WHAT YOU WILL DO -
Both the line containing "Could you point to the flower" and the last line of the listing are included: write out exactly the lines from one to the other.

DATASET RECORDS -
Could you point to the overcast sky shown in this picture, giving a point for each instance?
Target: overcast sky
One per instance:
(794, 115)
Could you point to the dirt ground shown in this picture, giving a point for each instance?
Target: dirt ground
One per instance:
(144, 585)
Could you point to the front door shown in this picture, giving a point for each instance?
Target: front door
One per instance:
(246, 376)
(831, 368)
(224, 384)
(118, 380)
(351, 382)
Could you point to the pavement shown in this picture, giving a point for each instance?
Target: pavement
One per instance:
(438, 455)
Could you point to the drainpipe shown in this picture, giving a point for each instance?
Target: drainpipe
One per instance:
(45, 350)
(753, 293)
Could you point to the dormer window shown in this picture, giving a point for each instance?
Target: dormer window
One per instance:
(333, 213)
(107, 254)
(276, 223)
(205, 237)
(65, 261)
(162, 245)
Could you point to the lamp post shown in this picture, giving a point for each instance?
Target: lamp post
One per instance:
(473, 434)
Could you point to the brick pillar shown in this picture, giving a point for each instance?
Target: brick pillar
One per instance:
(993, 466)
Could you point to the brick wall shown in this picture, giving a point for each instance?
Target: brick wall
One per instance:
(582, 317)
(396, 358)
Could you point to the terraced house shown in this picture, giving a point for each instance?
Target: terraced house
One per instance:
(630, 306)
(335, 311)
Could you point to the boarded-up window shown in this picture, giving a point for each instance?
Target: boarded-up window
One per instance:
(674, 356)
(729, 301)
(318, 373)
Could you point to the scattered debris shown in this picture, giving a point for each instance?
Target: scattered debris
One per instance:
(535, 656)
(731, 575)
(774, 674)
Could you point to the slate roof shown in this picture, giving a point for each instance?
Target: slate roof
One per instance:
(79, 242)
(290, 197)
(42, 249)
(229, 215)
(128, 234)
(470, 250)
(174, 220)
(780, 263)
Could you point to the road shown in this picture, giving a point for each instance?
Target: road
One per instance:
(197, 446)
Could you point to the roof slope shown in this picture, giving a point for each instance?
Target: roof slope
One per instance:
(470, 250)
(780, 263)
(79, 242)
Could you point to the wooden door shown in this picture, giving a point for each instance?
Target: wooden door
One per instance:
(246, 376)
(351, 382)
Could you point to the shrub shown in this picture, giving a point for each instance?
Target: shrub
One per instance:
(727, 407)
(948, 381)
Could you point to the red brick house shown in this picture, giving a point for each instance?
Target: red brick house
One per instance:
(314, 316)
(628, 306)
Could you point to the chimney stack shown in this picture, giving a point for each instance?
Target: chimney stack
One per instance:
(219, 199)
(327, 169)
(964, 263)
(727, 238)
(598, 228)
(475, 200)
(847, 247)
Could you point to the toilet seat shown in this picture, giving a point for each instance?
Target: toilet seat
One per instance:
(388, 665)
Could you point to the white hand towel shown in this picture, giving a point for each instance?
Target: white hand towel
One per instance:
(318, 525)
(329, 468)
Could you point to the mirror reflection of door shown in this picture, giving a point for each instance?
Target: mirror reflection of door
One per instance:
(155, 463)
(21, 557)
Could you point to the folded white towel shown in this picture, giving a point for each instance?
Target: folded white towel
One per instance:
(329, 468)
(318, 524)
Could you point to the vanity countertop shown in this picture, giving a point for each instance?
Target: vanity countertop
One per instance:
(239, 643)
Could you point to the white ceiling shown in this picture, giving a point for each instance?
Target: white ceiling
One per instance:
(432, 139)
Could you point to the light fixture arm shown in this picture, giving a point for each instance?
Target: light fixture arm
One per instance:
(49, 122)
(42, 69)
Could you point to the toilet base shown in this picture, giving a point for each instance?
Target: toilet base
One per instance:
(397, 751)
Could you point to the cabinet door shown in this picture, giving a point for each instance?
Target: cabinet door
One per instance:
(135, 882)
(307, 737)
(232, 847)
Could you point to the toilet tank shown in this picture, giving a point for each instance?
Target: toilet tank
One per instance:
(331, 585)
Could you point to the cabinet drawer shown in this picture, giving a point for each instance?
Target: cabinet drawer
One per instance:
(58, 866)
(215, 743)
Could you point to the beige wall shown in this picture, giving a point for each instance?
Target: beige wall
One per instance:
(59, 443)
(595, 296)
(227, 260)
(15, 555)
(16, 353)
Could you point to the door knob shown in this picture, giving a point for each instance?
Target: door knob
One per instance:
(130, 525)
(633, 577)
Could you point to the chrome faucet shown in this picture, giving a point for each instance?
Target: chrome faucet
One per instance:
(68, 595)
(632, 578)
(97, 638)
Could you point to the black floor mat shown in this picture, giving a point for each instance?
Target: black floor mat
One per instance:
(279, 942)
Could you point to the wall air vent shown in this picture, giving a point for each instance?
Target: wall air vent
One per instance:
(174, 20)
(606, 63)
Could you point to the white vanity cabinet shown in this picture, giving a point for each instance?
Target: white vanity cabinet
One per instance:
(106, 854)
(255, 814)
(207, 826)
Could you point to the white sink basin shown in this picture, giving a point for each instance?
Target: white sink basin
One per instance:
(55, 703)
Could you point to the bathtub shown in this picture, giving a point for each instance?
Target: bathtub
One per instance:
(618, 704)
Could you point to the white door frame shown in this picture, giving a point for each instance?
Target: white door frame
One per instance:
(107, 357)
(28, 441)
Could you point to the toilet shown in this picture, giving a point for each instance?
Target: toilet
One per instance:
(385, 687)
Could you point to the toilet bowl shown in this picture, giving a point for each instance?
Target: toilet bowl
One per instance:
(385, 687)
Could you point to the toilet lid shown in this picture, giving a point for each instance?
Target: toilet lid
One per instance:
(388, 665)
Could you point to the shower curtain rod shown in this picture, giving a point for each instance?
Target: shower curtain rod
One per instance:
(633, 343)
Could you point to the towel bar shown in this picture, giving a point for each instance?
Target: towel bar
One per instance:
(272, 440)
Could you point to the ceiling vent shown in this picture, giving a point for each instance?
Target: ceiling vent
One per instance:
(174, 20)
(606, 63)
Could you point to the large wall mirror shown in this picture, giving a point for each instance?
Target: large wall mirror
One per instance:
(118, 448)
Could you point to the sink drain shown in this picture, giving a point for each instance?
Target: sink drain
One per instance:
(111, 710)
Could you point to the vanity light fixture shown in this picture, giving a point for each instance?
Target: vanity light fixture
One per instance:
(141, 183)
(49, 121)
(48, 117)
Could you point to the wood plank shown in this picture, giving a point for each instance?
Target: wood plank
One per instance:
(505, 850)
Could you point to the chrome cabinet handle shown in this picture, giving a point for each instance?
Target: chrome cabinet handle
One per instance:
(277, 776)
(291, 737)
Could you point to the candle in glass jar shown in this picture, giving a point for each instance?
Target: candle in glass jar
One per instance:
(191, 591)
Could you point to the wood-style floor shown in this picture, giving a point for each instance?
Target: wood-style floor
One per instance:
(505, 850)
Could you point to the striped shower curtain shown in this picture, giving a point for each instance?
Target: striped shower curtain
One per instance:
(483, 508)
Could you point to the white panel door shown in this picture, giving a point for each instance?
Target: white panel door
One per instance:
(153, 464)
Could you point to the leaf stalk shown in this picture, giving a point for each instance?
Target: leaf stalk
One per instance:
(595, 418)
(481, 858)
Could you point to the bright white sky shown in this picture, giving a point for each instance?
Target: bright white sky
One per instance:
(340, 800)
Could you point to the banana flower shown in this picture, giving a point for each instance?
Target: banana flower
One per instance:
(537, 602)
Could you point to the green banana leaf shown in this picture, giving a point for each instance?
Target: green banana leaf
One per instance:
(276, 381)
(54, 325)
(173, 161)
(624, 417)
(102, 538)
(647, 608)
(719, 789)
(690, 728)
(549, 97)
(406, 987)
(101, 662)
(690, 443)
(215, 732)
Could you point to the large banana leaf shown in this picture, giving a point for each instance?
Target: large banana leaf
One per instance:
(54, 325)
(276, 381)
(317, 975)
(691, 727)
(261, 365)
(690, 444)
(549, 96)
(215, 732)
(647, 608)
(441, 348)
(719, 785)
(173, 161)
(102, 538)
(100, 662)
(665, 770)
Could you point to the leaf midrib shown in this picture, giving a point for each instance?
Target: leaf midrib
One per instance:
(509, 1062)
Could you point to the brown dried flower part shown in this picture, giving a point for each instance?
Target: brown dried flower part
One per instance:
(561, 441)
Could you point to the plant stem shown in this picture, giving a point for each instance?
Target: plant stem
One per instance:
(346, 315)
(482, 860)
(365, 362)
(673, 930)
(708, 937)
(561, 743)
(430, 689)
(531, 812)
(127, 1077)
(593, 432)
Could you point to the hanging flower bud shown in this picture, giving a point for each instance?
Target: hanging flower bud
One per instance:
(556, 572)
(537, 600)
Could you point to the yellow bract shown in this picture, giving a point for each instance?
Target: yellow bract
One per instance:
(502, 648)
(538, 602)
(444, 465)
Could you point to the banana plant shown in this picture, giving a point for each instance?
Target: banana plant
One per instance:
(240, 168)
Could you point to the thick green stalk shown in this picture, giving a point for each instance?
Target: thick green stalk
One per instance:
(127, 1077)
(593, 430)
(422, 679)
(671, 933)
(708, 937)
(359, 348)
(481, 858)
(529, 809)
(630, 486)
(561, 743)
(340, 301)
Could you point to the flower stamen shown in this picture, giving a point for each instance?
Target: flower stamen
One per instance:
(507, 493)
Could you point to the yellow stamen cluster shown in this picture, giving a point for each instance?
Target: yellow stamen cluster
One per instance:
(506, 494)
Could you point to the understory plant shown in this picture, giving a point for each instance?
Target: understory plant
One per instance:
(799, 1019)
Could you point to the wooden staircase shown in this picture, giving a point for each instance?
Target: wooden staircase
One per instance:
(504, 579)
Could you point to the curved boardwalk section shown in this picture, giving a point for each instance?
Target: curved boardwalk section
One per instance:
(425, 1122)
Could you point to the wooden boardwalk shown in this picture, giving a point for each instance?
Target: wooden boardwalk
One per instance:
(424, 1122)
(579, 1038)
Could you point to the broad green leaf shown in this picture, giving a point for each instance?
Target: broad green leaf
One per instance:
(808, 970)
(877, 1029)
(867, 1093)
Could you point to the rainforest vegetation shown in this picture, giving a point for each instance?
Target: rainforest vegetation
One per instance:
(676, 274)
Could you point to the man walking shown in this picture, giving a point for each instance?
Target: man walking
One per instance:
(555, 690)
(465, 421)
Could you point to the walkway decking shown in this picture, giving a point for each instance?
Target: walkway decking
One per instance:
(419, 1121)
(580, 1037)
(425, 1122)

FINISHED EXERCISE -
Could you point to the flower stamen shown in this picture, giving a point for each instance?
Target: flower stamen
One per instance:
(507, 493)
Could you point to the yellow stamen cluster shown in this picture, giving a point for each instance?
Target: yellow stamen cluster
One per instance:
(506, 494)
Could you point to the understory plant shown in this picture, giving a point for each instance?
Target: understory plant
One per instance:
(799, 1019)
Could you point to the wooden staircase shown in this picture, giving a point for each instance?
Target: wooden staircase
One per instance:
(504, 579)
Could you point to the curved boardwalk section shown in this picture, giving a point for each instance?
Target: curved boardwalk section
One per instance:
(425, 1122)
Could you point to the wooden boardwalk shown in this picture, giving a point for each instance?
Target: wooden boardwalk
One per instance:
(424, 1122)
(579, 1038)
Could you point to the broad green leaf shown in this picture, giving a point for each instance?
Target: broad green leaf
One per instance:
(808, 970)
(877, 1029)
(867, 1093)
Could you point to the rainforest vegetation shown in this picture, giving a point for each instance?
Target: rainforest vegetation
One per instance:
(676, 274)
Could you point to the man walking shown in this picture, giving a point for each instance?
Target: man walking
One per instance:
(555, 690)
(465, 421)
Could you point to the walkway decking shown in this picture, giving a point for each instance?
Target: walkway decking
One per instance:
(419, 1121)
(580, 1037)
(425, 1122)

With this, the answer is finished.